YOUR GOAL
Quote the falling-chain problem word for word, starting at "Let velocity of" and ending at "of $v$ from (1)".

Question

A chain of length $L=10\text{m}$ and mass $m=20\text{kg}$ is allowed to fall on a table such that the part falling on the table comes to rest immediately. The force acting on the table when $5\text{m}$ of it has fallen on the table is [Take $g=10{\text{m/s}}^2$]

• A. $300\text{N}$
• B. $600\text{N}$
• C. $200\text{N}$
• D. $100\text{N}$

Answer 1

The correct option is A $300\text{N}$

Mass of the chain, $m=20\text{kg}$
and length, $l=10\text{m}$
Total force on the table = Thrust force + weight of chain lying on table.

Mass per unit length of chain $\lambda =\frac{m}{l}$
Taking $dx$ element of the hanging part of the chain situated at distance $x$ from ground, whose mass is $dm$
$dm=\lambda dx$

Let velocity of this element when it hits the surface be $v$ :
From $W-E$ theorem
$W_{gravity}=△K.E$
$\left(dmg\right)x=\frac{1}{2}dm{v}^2$
or $v=\sqrt{2gx}$ ...(1)

As we know, thrust $F_T=v\cdot \frac{dm}{dt}$
$=v\cdot \lambda \cdot \left(\frac{dx}{dt}\right)$
$\Rightarrow F_T=v^2\cdot \lambda$
Putting the value of $v$ from (1)
$F_T=(\sqrt{2gx}{)}^2\times \frac{m}{l}=2gx\frac{m}{l}=\frac{2\times 10\times 5\times 20}{10}$
$F_T=200\text{N}$

Weight of chain lying on the table $W_l=\frac{M}{L}\times lg=\frac{20}{10}\times 5\times 10=100\text{N}$
Therefore, total force on the table $=200+100=300\text{N}$

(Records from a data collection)
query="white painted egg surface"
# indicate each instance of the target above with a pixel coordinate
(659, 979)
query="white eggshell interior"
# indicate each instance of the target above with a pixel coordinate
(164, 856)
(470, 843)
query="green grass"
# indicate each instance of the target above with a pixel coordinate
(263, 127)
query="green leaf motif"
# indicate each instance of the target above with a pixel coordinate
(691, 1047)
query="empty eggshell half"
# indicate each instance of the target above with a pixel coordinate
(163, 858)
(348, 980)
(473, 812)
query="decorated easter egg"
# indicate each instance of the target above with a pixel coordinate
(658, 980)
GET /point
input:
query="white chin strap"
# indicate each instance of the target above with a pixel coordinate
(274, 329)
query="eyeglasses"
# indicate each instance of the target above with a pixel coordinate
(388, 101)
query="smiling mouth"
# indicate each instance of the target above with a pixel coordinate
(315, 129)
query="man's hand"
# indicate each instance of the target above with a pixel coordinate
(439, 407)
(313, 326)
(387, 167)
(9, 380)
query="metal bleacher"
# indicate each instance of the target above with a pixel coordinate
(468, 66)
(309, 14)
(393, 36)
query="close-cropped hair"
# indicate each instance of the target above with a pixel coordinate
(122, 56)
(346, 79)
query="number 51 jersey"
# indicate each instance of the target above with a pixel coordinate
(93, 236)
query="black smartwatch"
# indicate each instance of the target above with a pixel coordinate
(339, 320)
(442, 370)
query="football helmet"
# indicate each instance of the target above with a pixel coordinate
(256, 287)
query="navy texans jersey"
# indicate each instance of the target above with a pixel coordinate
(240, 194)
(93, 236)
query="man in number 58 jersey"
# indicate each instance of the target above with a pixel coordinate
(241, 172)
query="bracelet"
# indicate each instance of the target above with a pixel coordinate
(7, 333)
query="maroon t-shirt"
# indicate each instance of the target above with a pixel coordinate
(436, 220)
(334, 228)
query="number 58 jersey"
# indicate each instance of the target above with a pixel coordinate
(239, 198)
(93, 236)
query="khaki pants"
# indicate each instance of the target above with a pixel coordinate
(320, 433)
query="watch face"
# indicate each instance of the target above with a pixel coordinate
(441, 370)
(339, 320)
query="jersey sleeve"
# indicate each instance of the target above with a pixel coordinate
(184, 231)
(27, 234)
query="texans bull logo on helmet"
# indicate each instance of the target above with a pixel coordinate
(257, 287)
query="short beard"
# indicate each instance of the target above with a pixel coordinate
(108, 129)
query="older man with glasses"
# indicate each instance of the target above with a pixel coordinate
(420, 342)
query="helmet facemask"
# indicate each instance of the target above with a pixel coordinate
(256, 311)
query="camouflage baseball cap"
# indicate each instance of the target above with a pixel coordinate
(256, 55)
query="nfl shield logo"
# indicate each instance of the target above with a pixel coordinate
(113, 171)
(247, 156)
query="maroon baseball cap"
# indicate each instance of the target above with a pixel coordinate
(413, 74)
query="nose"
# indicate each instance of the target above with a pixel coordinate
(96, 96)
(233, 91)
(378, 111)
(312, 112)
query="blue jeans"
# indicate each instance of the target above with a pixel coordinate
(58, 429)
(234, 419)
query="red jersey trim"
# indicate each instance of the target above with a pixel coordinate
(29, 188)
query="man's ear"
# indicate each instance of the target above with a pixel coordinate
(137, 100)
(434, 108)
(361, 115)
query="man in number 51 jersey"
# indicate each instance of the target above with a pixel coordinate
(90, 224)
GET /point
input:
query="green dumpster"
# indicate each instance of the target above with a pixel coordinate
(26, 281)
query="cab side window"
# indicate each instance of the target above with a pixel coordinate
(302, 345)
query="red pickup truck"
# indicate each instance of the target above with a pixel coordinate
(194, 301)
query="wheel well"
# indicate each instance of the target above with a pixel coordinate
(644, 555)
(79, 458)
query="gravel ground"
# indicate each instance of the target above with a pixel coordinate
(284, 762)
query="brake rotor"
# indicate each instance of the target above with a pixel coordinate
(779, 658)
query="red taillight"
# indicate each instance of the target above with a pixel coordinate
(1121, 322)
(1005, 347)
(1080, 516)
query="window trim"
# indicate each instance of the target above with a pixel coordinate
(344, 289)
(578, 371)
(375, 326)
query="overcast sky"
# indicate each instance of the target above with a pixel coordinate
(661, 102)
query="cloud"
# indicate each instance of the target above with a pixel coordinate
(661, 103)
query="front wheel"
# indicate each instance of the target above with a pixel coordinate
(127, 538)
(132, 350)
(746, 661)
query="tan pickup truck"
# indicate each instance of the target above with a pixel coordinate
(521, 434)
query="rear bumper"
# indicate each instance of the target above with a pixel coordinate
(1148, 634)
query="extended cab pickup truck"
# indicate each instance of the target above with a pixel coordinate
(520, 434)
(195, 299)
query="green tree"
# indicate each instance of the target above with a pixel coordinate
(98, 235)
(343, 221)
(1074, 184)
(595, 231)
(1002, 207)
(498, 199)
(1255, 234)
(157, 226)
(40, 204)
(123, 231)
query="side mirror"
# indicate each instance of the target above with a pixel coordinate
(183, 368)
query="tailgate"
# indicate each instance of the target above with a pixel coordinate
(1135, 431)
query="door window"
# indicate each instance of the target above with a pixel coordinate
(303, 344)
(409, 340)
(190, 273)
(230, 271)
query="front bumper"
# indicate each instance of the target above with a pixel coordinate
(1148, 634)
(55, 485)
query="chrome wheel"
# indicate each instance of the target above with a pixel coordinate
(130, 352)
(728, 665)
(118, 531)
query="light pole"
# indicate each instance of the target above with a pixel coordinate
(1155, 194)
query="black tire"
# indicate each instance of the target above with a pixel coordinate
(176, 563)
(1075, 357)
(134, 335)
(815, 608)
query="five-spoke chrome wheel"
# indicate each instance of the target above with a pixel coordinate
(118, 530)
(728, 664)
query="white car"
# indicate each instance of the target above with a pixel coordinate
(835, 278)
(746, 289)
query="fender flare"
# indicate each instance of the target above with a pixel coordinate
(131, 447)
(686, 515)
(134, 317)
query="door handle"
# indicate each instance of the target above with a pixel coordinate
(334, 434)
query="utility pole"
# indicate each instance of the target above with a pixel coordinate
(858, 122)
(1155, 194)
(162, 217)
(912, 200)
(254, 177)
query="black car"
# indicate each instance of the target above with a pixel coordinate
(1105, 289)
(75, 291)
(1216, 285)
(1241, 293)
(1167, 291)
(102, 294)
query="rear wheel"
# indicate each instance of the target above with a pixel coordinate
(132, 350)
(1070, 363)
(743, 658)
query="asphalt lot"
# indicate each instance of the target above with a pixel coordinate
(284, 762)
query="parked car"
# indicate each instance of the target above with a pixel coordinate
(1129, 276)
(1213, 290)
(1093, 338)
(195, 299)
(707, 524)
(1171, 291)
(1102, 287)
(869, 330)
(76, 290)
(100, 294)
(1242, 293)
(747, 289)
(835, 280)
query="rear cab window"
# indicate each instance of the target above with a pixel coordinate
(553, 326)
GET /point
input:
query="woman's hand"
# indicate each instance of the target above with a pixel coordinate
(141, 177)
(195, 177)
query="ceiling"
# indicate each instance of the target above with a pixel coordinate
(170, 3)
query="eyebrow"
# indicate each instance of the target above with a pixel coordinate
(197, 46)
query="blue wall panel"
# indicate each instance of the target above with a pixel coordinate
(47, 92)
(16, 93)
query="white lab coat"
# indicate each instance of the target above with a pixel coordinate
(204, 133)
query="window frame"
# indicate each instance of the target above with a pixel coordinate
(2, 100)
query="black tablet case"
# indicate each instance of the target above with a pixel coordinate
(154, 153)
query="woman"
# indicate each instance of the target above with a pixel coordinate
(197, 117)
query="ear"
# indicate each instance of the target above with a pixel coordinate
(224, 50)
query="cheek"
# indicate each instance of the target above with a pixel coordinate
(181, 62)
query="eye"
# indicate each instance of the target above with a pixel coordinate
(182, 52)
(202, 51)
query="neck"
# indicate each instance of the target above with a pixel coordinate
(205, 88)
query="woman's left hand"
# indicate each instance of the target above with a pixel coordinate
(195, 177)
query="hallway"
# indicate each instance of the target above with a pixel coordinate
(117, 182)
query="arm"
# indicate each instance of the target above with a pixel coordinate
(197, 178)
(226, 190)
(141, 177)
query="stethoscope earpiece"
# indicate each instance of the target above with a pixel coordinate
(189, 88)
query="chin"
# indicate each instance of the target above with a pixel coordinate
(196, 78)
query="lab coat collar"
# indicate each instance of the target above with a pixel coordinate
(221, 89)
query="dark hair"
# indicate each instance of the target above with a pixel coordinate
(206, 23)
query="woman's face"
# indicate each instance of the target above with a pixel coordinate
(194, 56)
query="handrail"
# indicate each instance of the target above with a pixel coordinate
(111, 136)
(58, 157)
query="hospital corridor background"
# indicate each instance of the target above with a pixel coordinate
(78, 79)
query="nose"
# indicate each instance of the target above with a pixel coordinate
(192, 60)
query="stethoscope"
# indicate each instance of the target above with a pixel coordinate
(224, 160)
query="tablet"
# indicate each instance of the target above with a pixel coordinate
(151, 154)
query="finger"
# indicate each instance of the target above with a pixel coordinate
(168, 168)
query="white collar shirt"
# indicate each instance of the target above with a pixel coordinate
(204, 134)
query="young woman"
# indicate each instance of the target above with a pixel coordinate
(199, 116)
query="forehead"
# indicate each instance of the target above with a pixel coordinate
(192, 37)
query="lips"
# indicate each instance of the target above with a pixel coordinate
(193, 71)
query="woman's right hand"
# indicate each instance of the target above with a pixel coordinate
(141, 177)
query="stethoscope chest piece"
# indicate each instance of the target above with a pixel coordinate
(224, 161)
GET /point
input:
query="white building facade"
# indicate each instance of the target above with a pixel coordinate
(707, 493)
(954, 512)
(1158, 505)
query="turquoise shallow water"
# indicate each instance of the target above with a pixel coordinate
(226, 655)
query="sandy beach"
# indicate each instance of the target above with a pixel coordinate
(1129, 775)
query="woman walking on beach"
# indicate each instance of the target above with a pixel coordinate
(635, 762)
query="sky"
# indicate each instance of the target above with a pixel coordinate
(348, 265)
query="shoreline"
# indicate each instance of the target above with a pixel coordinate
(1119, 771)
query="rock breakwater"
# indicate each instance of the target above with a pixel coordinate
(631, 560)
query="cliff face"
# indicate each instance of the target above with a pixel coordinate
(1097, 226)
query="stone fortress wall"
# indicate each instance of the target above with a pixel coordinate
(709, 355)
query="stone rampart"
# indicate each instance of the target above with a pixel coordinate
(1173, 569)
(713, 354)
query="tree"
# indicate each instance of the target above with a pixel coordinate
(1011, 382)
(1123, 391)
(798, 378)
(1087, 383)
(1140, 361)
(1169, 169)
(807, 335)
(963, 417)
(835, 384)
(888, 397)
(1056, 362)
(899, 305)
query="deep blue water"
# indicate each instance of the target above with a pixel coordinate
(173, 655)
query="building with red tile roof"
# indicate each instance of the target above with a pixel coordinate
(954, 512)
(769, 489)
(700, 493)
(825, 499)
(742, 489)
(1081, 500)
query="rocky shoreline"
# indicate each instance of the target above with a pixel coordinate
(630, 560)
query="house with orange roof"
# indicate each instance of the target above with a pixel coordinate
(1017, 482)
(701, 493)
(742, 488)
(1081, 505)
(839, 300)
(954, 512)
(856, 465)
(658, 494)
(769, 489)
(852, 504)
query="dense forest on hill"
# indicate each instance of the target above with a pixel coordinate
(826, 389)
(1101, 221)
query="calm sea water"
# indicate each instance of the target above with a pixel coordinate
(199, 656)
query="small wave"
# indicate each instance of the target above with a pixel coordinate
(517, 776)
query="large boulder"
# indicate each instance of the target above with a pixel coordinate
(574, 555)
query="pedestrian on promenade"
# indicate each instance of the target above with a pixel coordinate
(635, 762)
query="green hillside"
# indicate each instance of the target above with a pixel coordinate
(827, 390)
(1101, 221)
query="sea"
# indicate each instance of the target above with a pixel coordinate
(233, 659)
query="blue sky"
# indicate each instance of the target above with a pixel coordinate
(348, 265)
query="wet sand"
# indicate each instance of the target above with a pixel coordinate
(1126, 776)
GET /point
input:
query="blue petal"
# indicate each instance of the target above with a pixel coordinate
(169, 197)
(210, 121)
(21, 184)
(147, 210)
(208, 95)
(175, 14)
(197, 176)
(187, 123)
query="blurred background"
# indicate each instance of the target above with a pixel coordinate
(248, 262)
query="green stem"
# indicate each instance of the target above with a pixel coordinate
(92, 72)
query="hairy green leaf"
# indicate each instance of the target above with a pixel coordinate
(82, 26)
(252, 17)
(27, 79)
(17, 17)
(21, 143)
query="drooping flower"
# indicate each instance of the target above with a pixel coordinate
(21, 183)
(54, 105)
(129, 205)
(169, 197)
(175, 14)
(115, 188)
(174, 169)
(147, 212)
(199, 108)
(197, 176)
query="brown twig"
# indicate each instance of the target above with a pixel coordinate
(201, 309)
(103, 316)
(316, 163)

THE OUTPUT
Let velocity of this element when it hits the surface be $v$ :
From $W-E$ theorem
$W_{gravity}=△K.E$
$\left(dmg\right)x=\frac{1}{2}dm{v}^2$
or $v=\sqrt{2gx}$ ...(1)

As we know, thrust $F_T=v\cdot \frac{dm}{dt}$
$=v\cdot \lambda \cdot \left(\frac{dx}{dt}\right)$
$\Rightarrow F_T=v^2\cdot \lambda$
Putting the value of $v$ from (1)